- _YOUR OBJECTIVE_:
Answer these questions from the deep learning notes below:
1. Which kinds of unstructured data do the notes list?
2. Why do the notes say switching from sigmoid to ReLU speeds up gradient descent?
3. What parameters do the notes give for logistic regression?
─── EXCERPT
This notes' content are all based on https://www.coursera.org/specializations/deep-learning

Latex may have some issues when displaying.

1. Neural Networks and Deep Learning

1.1 Introduction to Deep Learning

1.1.1 Supervised Learning with Deep Learning

  • Structured Data: Charts.
  • Unstructured Data: Audio, Image, Text.

1.1.2 Scale drives deep learning progress

  • The larger the amount of data, the better the performance of the larger neural network compare to smaller one or supervised learning.
  • Sigmoid change to ReLU will make gradient descent much more faster. Since the gradient will not go to 0 really fast.

1.2 Basics of Neural Network Programming

1.2.1 Binary Classification

  • Input: X \in R^{nx}
  • Output: 0, 1

1.2.2 Logistic Regression

  • Given x, want \hat{y} = P(y=1|x)
  • Input: x \in R^{n_x}
  • Parameters: w \in R^{n_x}, b \in R
  • Output \hat{y} = \sigma(w^Tx + b)
──────
─── DATA BLOCK
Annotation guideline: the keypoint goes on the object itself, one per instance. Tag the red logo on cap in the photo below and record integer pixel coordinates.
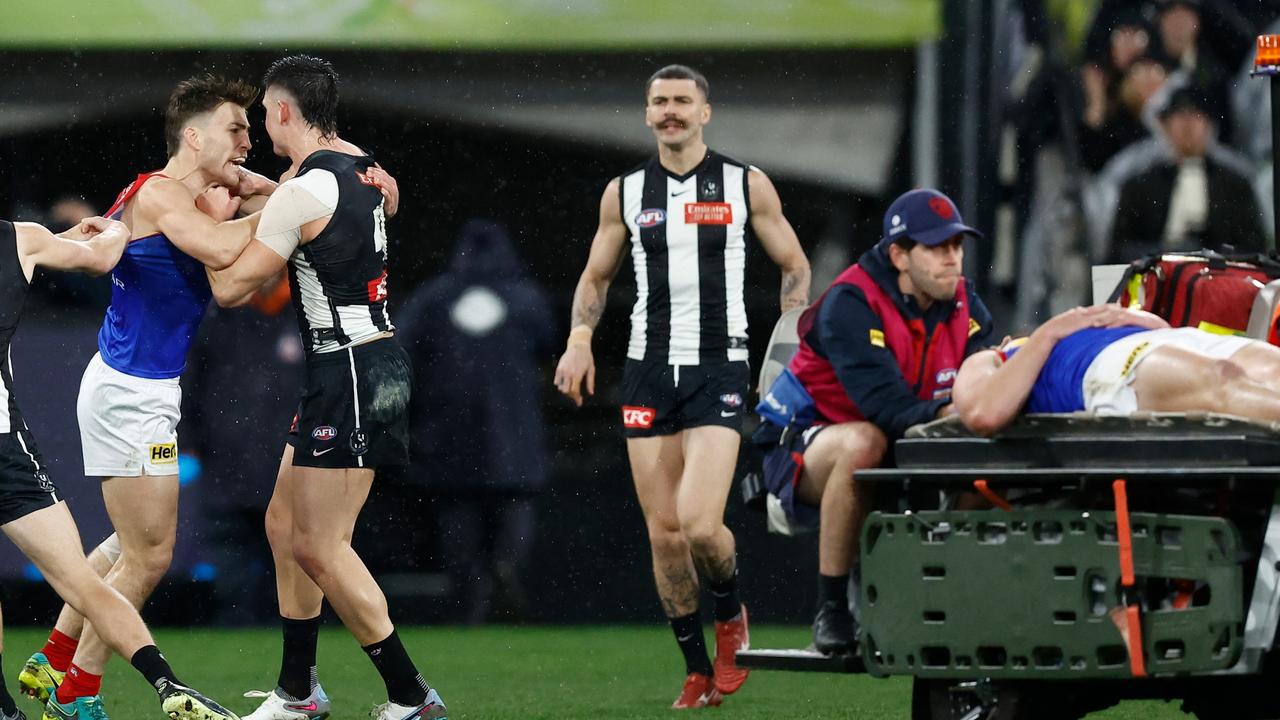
(941, 208)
──────
- _ANSWER TO THIS EXERCISE_:
1. Audio, image, and text.
2. The gradient will not go to 0 really fast.
3. w ∈ R^{n_x} and b ∈ R.